__Problem details__:
In the records below, count the lines that have "leaf" and answer with the number alone.

/---

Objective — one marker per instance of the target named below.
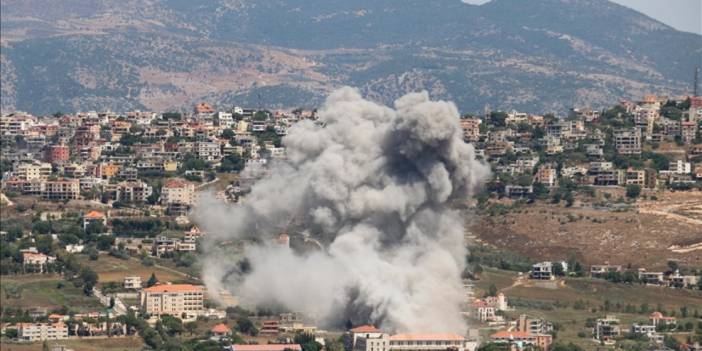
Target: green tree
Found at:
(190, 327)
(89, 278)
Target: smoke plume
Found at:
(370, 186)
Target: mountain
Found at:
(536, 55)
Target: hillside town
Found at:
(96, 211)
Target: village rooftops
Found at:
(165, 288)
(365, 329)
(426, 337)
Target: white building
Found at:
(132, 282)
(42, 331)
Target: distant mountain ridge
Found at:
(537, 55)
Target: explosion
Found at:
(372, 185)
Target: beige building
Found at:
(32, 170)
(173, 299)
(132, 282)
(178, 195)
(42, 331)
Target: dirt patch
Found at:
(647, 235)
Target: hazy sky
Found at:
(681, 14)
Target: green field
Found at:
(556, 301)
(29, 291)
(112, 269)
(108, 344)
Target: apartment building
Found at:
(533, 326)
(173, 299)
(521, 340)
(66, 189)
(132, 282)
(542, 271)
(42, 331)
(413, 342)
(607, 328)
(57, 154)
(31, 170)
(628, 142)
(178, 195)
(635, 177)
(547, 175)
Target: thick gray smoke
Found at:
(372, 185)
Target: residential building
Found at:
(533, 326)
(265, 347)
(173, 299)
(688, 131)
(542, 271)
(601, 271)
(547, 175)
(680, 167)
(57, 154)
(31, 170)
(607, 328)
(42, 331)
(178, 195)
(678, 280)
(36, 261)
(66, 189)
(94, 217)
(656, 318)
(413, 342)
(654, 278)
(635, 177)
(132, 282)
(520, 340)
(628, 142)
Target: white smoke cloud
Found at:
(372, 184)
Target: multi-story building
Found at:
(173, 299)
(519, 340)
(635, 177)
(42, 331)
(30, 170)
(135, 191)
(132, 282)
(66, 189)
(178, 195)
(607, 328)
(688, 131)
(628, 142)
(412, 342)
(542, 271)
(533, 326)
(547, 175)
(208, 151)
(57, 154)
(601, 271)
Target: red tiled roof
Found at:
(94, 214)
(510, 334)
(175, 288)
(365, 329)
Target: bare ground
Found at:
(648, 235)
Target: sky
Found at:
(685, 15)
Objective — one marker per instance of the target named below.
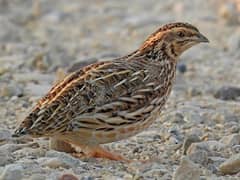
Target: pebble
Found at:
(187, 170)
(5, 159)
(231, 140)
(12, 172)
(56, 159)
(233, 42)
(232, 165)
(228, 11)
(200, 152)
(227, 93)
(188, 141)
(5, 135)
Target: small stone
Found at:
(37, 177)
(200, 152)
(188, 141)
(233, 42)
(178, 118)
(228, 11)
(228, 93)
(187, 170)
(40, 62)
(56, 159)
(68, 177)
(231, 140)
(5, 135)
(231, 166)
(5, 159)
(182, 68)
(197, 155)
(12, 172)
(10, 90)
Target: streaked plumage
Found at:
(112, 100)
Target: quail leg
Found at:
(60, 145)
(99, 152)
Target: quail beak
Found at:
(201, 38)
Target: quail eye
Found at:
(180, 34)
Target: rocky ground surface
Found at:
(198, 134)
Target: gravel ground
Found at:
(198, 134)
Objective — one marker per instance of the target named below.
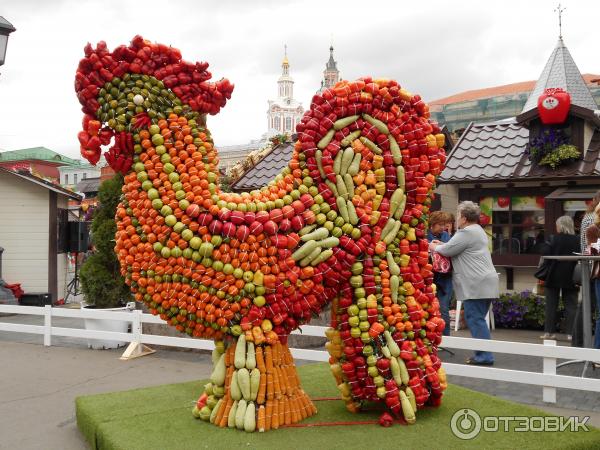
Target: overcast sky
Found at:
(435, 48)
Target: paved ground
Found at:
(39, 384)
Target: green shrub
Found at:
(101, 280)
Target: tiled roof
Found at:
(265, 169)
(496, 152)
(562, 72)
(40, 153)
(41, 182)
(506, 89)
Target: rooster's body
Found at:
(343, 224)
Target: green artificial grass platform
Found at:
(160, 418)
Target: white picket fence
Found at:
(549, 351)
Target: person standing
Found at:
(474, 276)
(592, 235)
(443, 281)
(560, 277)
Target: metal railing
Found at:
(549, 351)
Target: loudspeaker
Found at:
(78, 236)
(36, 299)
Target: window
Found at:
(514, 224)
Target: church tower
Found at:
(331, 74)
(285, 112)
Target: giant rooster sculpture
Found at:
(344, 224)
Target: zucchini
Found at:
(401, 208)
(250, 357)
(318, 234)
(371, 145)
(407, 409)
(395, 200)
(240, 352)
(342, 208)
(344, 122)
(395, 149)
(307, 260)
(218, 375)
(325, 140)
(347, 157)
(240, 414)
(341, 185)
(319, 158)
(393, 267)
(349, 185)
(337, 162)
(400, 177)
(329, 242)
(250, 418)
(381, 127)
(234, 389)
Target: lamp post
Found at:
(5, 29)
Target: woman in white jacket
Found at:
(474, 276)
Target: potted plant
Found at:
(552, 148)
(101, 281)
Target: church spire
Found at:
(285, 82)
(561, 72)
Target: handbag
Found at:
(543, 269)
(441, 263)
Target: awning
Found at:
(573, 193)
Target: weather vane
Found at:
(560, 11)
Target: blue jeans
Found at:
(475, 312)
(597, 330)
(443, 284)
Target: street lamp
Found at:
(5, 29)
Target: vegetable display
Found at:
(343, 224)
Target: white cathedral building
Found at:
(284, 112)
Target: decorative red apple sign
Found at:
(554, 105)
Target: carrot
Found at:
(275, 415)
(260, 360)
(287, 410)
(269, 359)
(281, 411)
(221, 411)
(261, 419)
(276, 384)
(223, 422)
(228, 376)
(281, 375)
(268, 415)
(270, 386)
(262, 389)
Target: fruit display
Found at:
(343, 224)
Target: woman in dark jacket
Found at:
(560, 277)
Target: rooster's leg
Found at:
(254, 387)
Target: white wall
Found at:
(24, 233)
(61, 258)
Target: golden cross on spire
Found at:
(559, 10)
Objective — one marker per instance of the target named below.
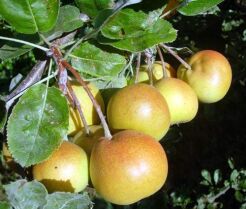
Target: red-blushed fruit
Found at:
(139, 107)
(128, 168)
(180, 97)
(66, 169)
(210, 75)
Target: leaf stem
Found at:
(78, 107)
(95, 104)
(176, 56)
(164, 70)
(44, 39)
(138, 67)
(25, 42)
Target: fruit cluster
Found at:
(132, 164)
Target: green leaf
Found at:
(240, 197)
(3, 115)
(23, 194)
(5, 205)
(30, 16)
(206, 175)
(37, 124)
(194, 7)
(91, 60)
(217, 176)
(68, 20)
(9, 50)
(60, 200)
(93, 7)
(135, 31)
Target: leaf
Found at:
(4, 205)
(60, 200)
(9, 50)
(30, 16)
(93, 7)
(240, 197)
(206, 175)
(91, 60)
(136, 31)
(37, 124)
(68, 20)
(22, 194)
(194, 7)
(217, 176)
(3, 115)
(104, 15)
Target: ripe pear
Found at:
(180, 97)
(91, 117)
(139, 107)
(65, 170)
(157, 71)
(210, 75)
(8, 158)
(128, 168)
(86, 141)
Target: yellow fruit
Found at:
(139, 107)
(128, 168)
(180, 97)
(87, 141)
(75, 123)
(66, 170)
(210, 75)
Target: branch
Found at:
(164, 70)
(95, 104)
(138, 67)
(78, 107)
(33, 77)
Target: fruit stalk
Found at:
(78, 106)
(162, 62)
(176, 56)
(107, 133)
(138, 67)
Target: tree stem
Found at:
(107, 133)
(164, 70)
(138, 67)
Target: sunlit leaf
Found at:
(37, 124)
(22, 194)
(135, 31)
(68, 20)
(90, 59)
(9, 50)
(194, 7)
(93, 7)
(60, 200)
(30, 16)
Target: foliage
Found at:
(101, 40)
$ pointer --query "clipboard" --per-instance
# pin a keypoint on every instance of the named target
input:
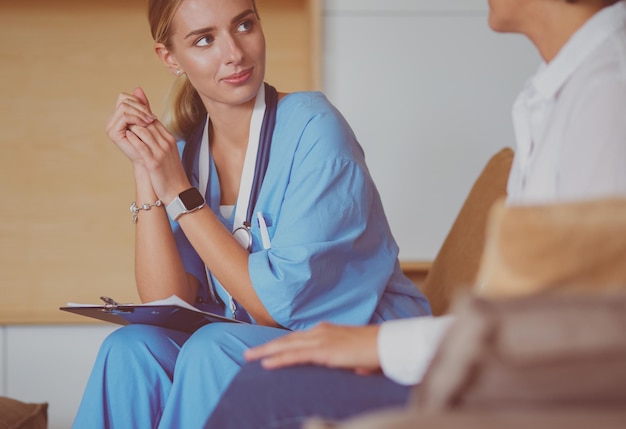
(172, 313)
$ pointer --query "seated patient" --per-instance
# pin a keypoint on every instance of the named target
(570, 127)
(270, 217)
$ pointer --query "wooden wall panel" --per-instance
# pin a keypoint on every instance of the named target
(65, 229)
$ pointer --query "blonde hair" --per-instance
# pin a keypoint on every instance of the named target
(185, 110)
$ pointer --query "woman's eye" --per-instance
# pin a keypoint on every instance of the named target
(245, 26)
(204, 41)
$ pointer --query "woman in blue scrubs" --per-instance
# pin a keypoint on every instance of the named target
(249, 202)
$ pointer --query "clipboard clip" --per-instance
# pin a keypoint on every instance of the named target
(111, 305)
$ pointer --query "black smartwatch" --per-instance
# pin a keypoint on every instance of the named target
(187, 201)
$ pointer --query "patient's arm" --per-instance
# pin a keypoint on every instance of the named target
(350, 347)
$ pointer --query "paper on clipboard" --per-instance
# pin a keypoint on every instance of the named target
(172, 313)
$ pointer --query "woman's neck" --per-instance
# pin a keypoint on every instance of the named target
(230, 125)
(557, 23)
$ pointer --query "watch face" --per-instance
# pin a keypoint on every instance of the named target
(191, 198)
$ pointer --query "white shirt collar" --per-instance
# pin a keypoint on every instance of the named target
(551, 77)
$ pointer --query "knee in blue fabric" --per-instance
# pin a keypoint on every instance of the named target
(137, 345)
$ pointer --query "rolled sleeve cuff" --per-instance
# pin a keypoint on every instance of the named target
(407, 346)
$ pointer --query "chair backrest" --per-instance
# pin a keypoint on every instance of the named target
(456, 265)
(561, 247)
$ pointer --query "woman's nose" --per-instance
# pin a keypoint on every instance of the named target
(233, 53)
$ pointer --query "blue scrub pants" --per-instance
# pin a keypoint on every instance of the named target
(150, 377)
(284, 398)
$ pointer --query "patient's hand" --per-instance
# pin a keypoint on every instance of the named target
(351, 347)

\---
/---

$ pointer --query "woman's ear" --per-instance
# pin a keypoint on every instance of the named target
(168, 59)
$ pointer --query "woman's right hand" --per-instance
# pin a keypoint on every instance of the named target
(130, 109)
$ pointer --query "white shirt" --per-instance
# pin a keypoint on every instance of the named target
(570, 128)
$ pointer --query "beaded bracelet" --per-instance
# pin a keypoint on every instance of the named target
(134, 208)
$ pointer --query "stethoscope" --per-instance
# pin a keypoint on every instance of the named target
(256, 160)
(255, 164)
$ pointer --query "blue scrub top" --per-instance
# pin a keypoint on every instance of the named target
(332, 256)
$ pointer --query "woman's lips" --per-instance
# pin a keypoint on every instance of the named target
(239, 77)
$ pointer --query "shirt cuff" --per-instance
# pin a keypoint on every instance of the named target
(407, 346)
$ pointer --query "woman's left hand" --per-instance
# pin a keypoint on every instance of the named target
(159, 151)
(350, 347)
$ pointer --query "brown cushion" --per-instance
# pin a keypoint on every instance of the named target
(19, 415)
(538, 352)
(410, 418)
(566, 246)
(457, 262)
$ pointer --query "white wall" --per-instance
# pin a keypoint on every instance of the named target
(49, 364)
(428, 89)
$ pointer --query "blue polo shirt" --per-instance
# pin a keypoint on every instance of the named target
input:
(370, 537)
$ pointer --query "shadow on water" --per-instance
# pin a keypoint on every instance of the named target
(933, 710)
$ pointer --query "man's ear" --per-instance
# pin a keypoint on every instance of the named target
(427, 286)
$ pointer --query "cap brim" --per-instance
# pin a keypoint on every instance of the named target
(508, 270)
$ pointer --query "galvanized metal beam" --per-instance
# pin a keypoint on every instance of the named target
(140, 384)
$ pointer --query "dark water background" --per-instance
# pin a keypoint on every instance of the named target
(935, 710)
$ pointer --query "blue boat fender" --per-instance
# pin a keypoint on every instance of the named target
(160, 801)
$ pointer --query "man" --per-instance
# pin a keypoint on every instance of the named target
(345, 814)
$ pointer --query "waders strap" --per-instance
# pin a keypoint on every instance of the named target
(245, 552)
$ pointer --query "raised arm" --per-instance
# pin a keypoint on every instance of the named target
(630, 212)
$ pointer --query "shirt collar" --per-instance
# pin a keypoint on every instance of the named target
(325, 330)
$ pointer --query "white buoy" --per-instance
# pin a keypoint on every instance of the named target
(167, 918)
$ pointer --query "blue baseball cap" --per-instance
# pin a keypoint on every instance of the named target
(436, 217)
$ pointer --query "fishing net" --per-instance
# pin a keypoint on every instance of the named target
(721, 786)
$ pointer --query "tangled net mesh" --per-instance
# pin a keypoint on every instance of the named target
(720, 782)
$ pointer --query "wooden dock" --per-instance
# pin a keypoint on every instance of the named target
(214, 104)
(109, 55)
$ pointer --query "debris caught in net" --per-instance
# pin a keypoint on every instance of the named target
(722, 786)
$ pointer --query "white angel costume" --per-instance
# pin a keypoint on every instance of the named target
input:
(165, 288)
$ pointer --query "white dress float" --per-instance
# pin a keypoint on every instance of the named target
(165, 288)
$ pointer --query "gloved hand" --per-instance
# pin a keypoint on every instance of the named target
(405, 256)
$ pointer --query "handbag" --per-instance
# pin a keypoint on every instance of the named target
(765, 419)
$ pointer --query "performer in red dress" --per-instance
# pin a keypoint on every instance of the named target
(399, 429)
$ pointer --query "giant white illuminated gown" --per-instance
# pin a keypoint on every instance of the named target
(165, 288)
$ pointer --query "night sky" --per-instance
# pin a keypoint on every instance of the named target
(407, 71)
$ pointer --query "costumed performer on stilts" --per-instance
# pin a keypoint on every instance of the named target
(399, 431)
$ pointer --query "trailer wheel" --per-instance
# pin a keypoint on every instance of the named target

\---
/---

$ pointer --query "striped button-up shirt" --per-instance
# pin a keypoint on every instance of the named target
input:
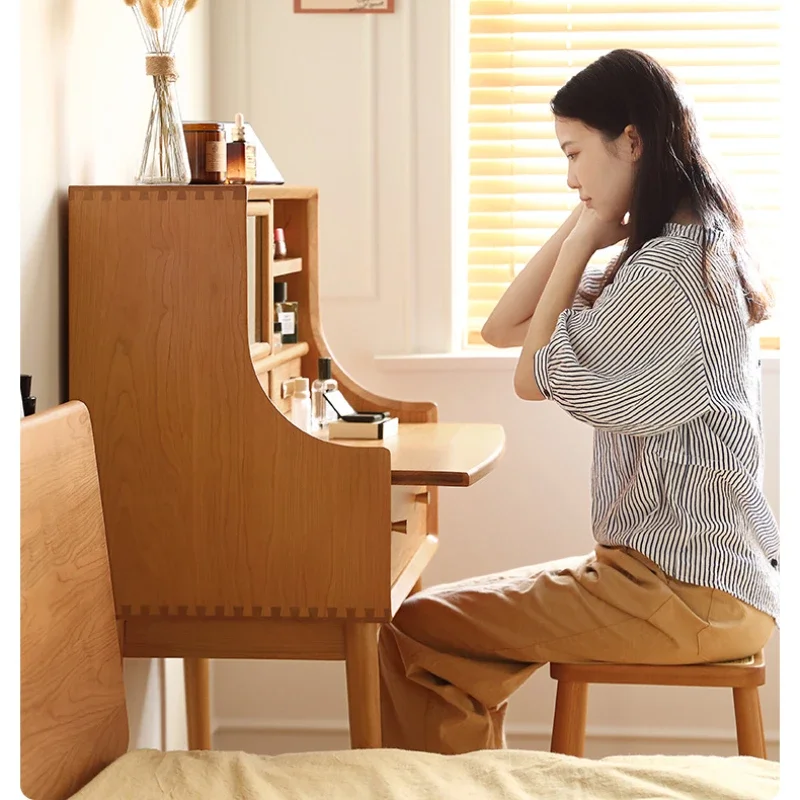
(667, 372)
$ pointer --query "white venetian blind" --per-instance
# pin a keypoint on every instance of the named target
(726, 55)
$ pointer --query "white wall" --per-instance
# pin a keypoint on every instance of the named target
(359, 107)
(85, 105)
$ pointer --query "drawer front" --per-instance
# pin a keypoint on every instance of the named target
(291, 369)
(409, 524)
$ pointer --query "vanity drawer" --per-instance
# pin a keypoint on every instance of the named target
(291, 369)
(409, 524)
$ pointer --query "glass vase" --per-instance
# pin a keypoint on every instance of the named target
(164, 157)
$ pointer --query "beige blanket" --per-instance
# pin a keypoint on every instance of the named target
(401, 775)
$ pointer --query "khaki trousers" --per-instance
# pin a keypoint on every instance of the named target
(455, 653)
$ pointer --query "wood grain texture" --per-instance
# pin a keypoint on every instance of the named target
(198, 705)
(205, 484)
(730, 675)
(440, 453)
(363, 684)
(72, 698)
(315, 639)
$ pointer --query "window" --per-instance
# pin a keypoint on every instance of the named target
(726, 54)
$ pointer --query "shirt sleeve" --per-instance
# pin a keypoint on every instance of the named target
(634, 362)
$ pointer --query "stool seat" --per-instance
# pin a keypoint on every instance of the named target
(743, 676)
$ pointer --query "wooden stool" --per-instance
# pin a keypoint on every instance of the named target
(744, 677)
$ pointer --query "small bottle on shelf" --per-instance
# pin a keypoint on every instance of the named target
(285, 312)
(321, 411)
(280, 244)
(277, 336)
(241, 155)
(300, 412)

\---

__Answer section__:
4